--- Excerpted passage ---

FE Commissioner report reveals ‘cash crisis’ and falling achievement at Northumberland College

Northumberland College has undergone a “cash flow crisis” and could see its finances plummet further, according to an intervention report from the FE Commissioner.

The report, published today, also revealed declining learner recruitment, inadequate apprenticeship delivery, low achievement and “last minute negotiations” to defer loan repayments at the college, and warned that it may yet need to request exceptional financial support.

“After several years of growth, the college faces a substantial shortfall in income for 2017-18, which is forecast to fall short of the budget target,” it said.

“Inflationary pressures coupled with a drop in 16 to 19 classroom-based funding next academic year present a major challenge to get the budget back into balance by 2018-19 and generate sufficient cash to service the college’s debt.

“The best-case scenario for the college’s financial health is to remain satisfactory in 2017-18 and 2018-19. There is real prospect that financial health will fall to inadequate in 2017-18.”

--- Given records ---

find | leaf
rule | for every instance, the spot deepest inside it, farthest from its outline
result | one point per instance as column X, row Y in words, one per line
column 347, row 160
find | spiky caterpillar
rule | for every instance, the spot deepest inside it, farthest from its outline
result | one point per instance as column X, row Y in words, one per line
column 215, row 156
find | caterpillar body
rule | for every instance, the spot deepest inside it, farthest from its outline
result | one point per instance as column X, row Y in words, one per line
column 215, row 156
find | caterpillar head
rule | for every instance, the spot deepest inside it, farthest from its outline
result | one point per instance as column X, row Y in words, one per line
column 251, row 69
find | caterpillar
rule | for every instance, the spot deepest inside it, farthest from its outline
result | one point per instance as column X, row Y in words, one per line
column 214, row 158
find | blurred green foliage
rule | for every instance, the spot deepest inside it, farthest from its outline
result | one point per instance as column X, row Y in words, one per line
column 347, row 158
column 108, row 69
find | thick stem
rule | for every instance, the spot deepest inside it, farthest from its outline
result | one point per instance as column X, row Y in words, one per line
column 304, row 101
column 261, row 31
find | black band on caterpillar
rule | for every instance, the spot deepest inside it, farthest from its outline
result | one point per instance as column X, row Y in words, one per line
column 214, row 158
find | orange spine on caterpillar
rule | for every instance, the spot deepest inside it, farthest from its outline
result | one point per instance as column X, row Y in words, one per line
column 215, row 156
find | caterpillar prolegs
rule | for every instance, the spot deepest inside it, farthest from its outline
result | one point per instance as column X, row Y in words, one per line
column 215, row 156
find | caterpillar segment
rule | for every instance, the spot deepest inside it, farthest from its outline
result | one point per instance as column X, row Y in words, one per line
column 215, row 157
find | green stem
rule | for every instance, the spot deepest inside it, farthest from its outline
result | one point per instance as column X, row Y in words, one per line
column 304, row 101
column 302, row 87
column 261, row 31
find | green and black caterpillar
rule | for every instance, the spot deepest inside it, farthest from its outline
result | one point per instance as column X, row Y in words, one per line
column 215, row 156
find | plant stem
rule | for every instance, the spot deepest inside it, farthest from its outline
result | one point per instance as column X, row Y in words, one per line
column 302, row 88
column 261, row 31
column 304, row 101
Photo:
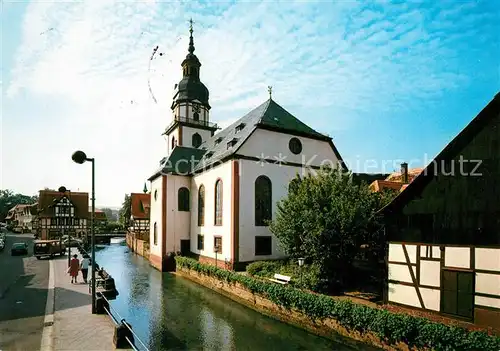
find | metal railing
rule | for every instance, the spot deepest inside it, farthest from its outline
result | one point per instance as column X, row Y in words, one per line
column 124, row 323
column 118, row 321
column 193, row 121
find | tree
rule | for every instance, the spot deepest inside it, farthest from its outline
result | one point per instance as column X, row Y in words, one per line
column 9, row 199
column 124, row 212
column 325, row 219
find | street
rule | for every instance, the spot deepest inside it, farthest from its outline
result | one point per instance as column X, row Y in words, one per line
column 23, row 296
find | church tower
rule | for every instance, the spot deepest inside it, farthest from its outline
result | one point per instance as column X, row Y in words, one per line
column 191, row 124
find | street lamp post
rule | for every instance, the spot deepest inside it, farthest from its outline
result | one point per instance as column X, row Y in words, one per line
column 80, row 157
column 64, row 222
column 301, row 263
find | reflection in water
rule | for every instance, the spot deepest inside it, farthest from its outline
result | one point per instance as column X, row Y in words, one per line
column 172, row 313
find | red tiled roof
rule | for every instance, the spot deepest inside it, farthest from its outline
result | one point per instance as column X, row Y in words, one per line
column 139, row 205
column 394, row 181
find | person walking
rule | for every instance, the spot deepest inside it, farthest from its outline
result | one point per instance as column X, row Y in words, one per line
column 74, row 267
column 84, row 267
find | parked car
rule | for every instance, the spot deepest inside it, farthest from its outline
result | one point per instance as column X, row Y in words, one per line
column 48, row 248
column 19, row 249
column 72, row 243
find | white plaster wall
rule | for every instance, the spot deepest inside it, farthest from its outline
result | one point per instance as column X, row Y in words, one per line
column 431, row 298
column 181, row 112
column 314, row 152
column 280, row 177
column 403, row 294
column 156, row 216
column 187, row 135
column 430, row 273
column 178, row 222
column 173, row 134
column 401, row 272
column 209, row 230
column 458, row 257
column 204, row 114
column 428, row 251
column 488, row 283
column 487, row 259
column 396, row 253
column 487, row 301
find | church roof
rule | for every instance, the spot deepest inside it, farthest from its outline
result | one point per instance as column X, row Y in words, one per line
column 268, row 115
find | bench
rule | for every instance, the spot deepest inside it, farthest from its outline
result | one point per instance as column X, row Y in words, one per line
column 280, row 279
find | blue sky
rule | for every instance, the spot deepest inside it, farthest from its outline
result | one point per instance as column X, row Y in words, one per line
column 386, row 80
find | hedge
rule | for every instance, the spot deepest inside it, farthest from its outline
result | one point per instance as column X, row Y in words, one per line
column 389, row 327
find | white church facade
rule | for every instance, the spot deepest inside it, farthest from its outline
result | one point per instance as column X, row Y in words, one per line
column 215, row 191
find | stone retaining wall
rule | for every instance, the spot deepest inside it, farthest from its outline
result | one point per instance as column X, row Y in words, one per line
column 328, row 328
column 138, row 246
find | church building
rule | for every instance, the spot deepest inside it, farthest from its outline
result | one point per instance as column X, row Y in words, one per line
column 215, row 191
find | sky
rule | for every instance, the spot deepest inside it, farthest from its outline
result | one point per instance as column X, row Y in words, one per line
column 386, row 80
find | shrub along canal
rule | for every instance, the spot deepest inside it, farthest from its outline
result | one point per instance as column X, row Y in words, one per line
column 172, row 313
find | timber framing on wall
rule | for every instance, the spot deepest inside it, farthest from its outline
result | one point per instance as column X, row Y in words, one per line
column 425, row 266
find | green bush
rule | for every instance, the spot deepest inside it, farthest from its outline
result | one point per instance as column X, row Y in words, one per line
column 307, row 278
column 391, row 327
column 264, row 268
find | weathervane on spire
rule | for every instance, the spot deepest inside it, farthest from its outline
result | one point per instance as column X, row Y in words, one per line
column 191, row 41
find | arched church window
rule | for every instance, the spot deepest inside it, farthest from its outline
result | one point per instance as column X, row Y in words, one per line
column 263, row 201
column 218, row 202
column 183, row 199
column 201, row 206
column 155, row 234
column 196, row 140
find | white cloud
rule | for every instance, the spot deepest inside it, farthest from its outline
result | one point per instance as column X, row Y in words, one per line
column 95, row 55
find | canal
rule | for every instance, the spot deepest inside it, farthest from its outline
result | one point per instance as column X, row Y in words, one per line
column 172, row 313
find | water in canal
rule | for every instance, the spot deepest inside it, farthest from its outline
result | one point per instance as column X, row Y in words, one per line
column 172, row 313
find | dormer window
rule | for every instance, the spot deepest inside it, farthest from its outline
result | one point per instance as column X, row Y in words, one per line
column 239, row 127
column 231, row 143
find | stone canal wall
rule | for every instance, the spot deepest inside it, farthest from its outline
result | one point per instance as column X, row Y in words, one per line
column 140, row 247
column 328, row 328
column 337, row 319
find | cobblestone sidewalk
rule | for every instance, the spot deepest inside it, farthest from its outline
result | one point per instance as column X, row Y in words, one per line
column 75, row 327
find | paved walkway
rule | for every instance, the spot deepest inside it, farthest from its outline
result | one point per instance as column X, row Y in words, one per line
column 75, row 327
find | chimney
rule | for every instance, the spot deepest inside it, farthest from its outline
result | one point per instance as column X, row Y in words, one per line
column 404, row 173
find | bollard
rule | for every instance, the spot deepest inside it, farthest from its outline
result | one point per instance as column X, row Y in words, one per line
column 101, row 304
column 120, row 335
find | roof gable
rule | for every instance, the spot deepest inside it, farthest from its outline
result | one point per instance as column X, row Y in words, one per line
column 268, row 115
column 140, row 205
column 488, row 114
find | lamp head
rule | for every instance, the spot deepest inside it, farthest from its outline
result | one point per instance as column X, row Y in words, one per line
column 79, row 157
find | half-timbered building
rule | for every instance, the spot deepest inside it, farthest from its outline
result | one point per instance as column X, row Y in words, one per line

---

◆ Tasks
**A.** Translate this sentence from the Northumberland College article into Spanish: "The best-case scenario for the college's financial health is to remain satisfactory in 2017-18 and 2018-19."
**B.** In the Northumberland College article, which two things does the report say make it hard to get the budget back into balance by 2018-19?
**C.** Go on with the article about the FE Commissioner's report on Northumberland College, picking up right after its last sentence.

◆ Responses for each task
**A.** El mejor escenario para la salud financiera del centro es que se mantenga satisfactoria en 2017-18 y 2018-19.

**B.** Inflationary pressures, coupled with a drop in 16 to 19 classroom-based funding next academic year.

**C.**
Although the report acknowledged the “significant progress” made by the new and largely interim senior team at the college, after new principal Ian Clinton took up his position in April, it heavily criticised the previous leadership for a “major failing in financial management and oversight” and not “formally or sufficiently” challenging funding deficiencies.

This includes “wholly unrealistic targets” for new levy apprenticeships, “over-optimistic” income targets and a lack of oversight about new educational and commercial initiatives including a career college, recruitment agency, MOT and service centre and leisure learning courses, which it said “compounded an already declining financial position”.

“The college failed to identify a looming cash shortfall until January 2018, which resulted in last minute negotiations with the local authority to defer contractual repayments of loan principal and interest,” it added.

“It is not possible at this stage to rule out a requirement by the college for exceptional financial support, particularly if income forecasts fall short, cost arising from the staff restructure escalate or the college is unable to agree terms with the council and Barclays.”

The report warned that income is set to decline even further at the college in 2018-19, and the best it can hope for is to break-even. In July, the Northumberland Chronicle reported that more than 40 staff had taken voluntary redundancy after the college reduced the number of courses on offer.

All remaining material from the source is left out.